■ **Task item**: The answer must be an exact copy of the records, with no pictures in it.

Collected data entries
┌──
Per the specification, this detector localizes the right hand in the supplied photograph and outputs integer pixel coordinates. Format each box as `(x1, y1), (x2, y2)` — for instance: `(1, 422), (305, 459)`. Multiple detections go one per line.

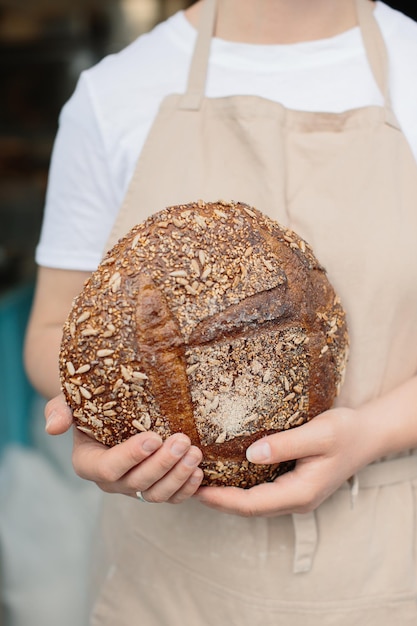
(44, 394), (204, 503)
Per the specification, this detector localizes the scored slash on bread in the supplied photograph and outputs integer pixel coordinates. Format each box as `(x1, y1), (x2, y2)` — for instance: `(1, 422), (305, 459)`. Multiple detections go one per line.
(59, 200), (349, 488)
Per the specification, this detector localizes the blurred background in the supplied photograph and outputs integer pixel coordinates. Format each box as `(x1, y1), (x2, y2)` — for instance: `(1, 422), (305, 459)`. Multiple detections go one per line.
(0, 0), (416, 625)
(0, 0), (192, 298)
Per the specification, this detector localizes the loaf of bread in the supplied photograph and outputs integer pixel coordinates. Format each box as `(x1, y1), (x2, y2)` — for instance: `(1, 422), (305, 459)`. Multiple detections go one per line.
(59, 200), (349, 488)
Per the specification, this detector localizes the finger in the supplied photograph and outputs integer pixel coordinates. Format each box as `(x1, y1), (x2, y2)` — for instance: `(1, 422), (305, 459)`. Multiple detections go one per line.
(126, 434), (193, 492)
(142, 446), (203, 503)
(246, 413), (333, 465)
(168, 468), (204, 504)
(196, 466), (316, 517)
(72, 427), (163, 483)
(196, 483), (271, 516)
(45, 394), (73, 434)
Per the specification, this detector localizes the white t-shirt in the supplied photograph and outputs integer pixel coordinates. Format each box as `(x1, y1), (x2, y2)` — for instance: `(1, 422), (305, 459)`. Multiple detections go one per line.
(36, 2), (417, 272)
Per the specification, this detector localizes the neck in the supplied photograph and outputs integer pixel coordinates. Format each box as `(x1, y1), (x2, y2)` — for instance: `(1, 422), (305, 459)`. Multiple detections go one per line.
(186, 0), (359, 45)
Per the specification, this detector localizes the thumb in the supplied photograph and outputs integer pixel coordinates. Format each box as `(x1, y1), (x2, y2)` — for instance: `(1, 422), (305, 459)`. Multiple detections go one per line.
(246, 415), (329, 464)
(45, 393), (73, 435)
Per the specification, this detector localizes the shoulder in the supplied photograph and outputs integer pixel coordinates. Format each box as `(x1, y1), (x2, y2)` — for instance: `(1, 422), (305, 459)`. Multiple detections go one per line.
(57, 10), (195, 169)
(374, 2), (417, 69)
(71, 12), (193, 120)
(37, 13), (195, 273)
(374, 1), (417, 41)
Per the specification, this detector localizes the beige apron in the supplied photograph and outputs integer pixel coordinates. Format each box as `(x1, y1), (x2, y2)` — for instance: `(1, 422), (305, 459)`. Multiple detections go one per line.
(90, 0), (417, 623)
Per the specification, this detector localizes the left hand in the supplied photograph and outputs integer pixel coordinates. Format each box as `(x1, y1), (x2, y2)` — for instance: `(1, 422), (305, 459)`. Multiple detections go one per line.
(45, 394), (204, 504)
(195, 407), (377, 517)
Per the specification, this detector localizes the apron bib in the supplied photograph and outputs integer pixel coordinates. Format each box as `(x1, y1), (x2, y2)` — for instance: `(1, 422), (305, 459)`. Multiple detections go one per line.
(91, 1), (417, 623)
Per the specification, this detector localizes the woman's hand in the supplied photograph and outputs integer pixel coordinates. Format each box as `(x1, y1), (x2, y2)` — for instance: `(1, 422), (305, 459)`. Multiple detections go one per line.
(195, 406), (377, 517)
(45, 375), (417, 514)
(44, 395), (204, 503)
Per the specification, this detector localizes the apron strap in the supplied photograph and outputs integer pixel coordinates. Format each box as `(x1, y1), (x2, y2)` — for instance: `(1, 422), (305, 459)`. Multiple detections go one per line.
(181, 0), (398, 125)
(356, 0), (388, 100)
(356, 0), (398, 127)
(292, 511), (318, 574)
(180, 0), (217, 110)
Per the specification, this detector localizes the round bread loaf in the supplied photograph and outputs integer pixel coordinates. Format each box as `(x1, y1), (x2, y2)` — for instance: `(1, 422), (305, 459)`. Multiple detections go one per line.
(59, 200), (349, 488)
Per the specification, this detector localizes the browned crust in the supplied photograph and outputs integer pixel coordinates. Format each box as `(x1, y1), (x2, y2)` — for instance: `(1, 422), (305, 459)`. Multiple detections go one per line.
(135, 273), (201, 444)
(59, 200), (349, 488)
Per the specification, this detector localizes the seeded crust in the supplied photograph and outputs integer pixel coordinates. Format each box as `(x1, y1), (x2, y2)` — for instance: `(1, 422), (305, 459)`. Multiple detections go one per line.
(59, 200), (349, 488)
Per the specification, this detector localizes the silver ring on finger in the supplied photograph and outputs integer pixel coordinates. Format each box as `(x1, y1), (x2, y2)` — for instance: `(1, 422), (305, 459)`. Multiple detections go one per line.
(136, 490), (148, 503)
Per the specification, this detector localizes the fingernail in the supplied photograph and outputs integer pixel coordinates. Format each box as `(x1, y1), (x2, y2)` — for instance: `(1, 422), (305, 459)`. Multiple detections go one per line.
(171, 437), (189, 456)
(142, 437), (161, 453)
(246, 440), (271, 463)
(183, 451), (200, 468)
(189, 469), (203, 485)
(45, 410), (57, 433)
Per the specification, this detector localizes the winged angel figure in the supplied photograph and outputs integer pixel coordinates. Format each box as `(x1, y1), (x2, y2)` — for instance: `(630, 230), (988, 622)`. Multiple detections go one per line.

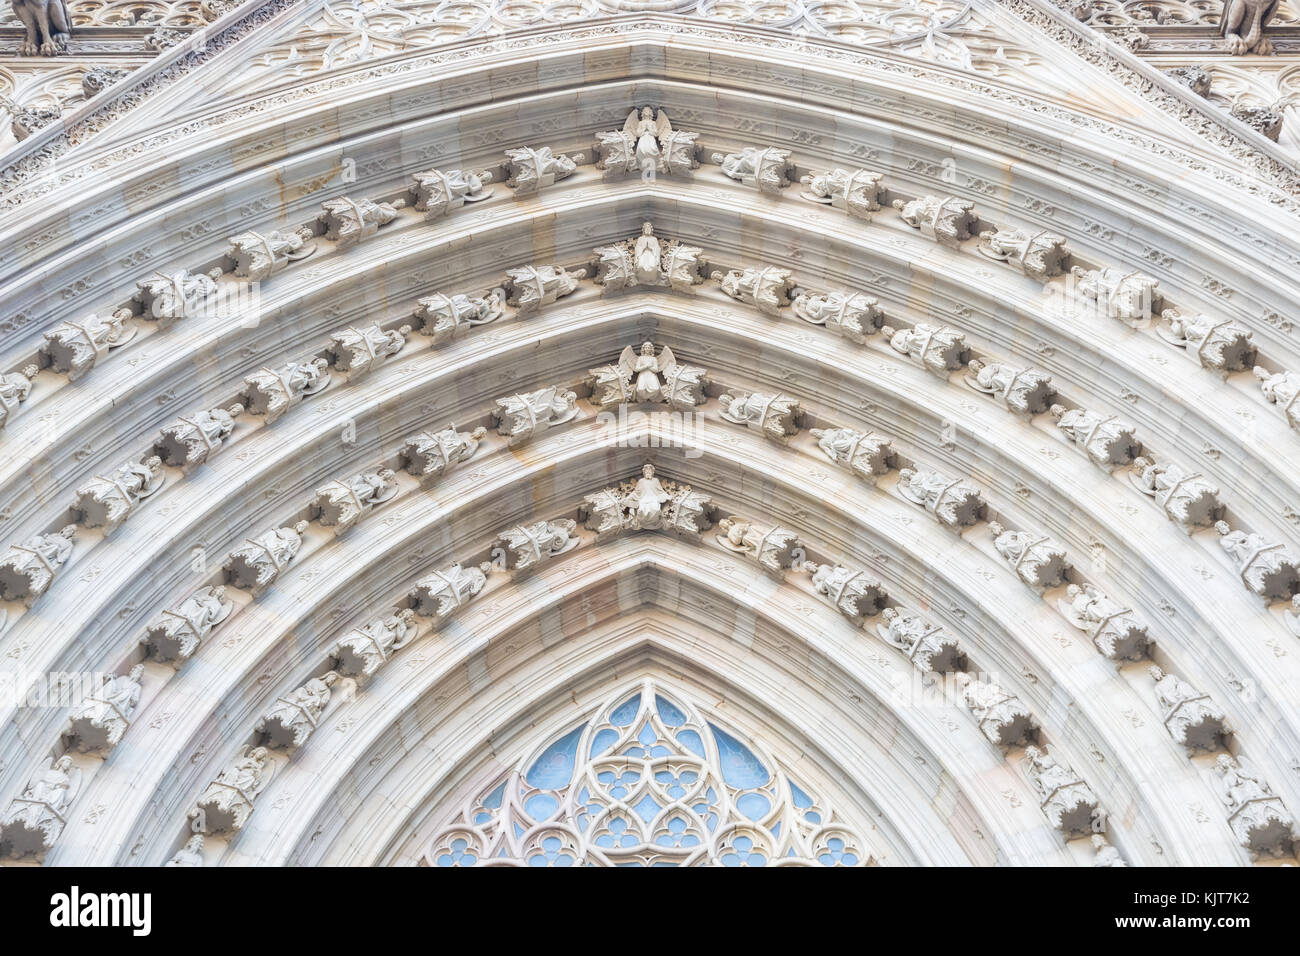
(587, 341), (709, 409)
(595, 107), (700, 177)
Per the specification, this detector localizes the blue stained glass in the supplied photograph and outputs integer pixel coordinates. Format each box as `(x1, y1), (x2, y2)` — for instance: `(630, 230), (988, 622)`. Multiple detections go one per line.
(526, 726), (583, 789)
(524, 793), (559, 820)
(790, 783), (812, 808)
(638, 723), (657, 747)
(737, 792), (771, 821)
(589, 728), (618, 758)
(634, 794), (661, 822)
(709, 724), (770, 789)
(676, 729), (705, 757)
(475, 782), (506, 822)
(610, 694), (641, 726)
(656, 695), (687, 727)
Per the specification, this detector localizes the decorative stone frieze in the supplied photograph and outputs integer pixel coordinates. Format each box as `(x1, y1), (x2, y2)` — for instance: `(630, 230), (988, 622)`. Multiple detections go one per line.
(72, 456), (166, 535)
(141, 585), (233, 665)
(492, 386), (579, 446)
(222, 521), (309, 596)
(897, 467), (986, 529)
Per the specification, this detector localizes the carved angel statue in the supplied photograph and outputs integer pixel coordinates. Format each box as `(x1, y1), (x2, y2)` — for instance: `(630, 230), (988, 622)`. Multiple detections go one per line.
└──
■ **Answer to this exercise**:
Per the specification, this detector localizes the right hand in the supplied photograph and outputs integer pixel coordinates. Format each box as `(x1, y1), (x2, y2)` — for instance: `(1, 422), (305, 459)`. Multiple detections go one per line.

(44, 394), (204, 503)
Per the specification, this detector localizes the scored slash on bread in the supplied photograph and outputs integer pixel coordinates. Format each box as `(x1, y1), (x2, y2)` — for instance: `(1, 422), (305, 459)`. Multiple detections go one per line.
(59, 200), (349, 488)
Per the specification, this detector localizes the blurred background in the supplied photograph and outputs integer pixel coordinates. Format each box as `(x1, y1), (x2, y2)` — for instance: `(1, 422), (305, 459)`. Multiple detections go one per line.
(0, 0), (416, 625)
(0, 0), (192, 298)
Per the specification, this detector localizes the loaf of bread in the supplied photograph and outputs integer pixel coordinates. Format each box as `(x1, y1), (x2, y2)` — for instance: `(1, 422), (305, 459)`. Multiple detections go one per line.
(59, 200), (349, 488)
Per the specification, this detector localizes the finger in the supplied photograph and outputs integer pixel coordinates. Format each box as `(x1, y1), (x2, y2)` — for instance: `(1, 422), (305, 459)`. Multiple detections go one per line.
(126, 434), (193, 492)
(142, 446), (203, 503)
(246, 413), (333, 465)
(168, 468), (204, 504)
(196, 466), (316, 517)
(72, 427), (163, 483)
(196, 483), (271, 516)
(45, 394), (73, 434)
Per the specification, this detector localizes the white t-shirt in the supplied photograph and outputs integer pixel coordinates. Format each box as `(x1, y1), (x2, y2)` — for instance: `(1, 422), (305, 459)`. Multiple detections go one per line.
(36, 2), (417, 272)
Per the specification, this detector localizes the neck in the supplied photograph and outputs integer pixel coordinates. Format each box as `(x1, y1), (x2, y2)` — for instance: `(1, 422), (305, 459)`. Multiple detections go one per line.
(186, 0), (359, 45)
Per the specification, this detector localizes the thumb in the supplied photograph and outputs integer pixel coordinates. Format each box as `(x1, y1), (x2, y2)` — for instance: `(1, 422), (305, 459)`. Multiple detections go one per line.
(246, 415), (329, 464)
(45, 393), (73, 435)
Per the specification, this detector localizes the shoulder in the supplied photograph and outputs integer pixel coordinates. Format each box as `(x1, y1), (x2, y2)` — for instance: `(1, 422), (305, 459)`. Multiple detections go one per line.
(57, 10), (195, 169)
(374, 2), (417, 69)
(71, 12), (193, 120)
(37, 13), (195, 273)
(374, 1), (417, 41)
Per the specification, this detector localizes the beige apron in the supplied photograph and outputs integer pixel coordinates. Format each box as `(x1, y1), (x2, y2)` — for instance: `(1, 422), (305, 459)`. Multiple detections go one per line.
(90, 0), (417, 623)
Per the specification, this detector localizes the left hand in the supplied photograph and outputs integer pixel coordinates. Format each box as `(x1, y1), (x2, y2)` — for instance: `(1, 422), (305, 459)`. Multiple detections go one per line.
(45, 394), (204, 504)
(195, 407), (377, 517)
Per the specification, this detector localizes the apron bib in the supplied photograph and outputs integer pixel coordinates. Format each box as `(x1, y1), (x2, y2)` — for instance: `(1, 422), (305, 459)`. Multiple detections go one per line.
(91, 1), (417, 623)
Per the specification, this detector localizes the woman's hand in the supplied photograph and outputs integer pixel coordinates. Format each box as `(x1, y1), (x2, y2)` — for instance: `(1, 422), (305, 459)`. Multiple detections go one per line.
(195, 406), (377, 517)
(45, 375), (417, 514)
(44, 395), (204, 503)
Per the specification, this detector localizes the apron strap in the supplied photograph and outputs integer pixel coordinates. Format each box as `(x1, y1), (x2, y2)` — for instance: `(1, 422), (305, 459)`. Multiple detections go one per line.
(181, 0), (398, 125)
(356, 0), (388, 100)
(356, 0), (398, 127)
(292, 511), (318, 574)
(180, 0), (217, 110)
Per the specification, this detector localizes the round bread loaf in the supplied photograph and outputs integer pixel coordinates. Format each box as `(x1, y1), (x2, y2)` — for instance: `(1, 422), (305, 459)`. Multiple detections go one per line.
(59, 200), (349, 488)
Per the specification, this detector localizes the browned crust in the supplied photograph and outputs integer pixel coordinates. Format each box as `(x1, y1), (x2, y2)` — for instance: `(1, 422), (305, 459)`. Multiple detections go one per line.
(135, 273), (201, 444)
(59, 200), (349, 488)
Per the specification, this detector localizes the seeded crust in the supplied photograph and outputs integer pixel coordinates. Format each box as `(x1, y1), (x2, y2)` — for instance: `(1, 422), (305, 459)`. Multiple detections go one per line.
(59, 200), (349, 488)
Per the specification, this detector localizes the silver ring on finger in the supplied photograph and outputs integer pixel coordinates. Format each box as `(x1, y1), (x2, y2)` — for instance: `(1, 422), (305, 459)`. Multiple detections go one per line.
(136, 490), (148, 503)
Per the specification, this detector localizes the fingernail in the supplied photograph and outputs integer pixel coordinates. Format each box as `(x1, y1), (x2, y2)` — for instance: `(1, 422), (305, 459)`. Multiple detections go one per line.
(171, 437), (189, 456)
(142, 437), (161, 453)
(246, 440), (271, 463)
(183, 451), (200, 468)
(189, 469), (203, 485)
(45, 410), (57, 433)
Per the specification, this detector localizes the winged angel figure in the supplied photograph and outputs integer pixel coordinates. Format each box as `(x1, y1), (x2, y2)` — for instance: `(630, 230), (988, 622)`. Multiple detections go one per line.

(587, 341), (709, 409)
(595, 107), (700, 177)
Per the specification, this detector localizes the blue stained glass in the supplied photograph and outputs integer pixel coordinates. Format each box as `(x1, y1), (x2, y2)` — for instance: `(630, 230), (988, 622)`. Multiple detections go one per line.
(526, 726), (583, 789)
(524, 793), (559, 820)
(790, 783), (812, 808)
(638, 723), (657, 747)
(737, 792), (771, 821)
(589, 728), (618, 758)
(634, 794), (661, 822)
(709, 724), (770, 789)
(676, 729), (705, 757)
(475, 782), (506, 822)
(610, 694), (641, 726)
(656, 695), (687, 727)
Per the specification, this detector localizes the decorative stone frieze in the supplied photograph and outputs integer pixel coordinates. Format each box as `(x1, y1), (x2, y2)` — for instance: `(630, 230), (988, 622)`. Multiple detections go one per line.
(72, 456), (166, 535)
(141, 585), (233, 665)
(492, 386), (579, 446)
(222, 521), (309, 596)
(897, 467), (986, 529)
Per the specification, this detector localizes the carved angel statue in the supplied photograph and outputs integer pixel coordinates. Format each box as `(x1, y1), (x2, y2)` — for instance: `(630, 230), (988, 622)`. Multiple detections go one per line.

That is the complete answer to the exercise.